== Segment start ==
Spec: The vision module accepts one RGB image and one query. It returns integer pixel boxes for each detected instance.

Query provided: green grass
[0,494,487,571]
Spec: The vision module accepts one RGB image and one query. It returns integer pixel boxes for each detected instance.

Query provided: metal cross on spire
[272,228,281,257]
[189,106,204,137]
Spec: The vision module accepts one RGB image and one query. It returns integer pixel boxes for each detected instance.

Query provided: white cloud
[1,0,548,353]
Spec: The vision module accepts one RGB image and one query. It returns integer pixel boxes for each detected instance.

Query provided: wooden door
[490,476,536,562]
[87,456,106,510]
== Segment end ==
- [TASK INSTRUCTIONS]: Produce an identical printout of the material above.

- [THE ANSWER]:
Spec: The vision module accepts one RGB image and one query. It returns integer pixel boxes for each detected instance.

Query provided: green grass
[0,494,487,571]
Spec: The vision module accepts one RGB image and one query. It returns integer pixel boxes for each detected instance.

Query provided: metal cross on spire
[272,228,281,257]
[189,106,204,137]
Spec: The vision module accepts one RGB image and one query. It returns integer pixel boxes for each detected instance.

Query provided: white cloud
[1,0,548,353]
Spec: The vision module accepts one RGB image and one query. It returns integer pixel boxes for each detected instance.

Query provided: wooden door
[490,476,536,562]
[87,456,106,510]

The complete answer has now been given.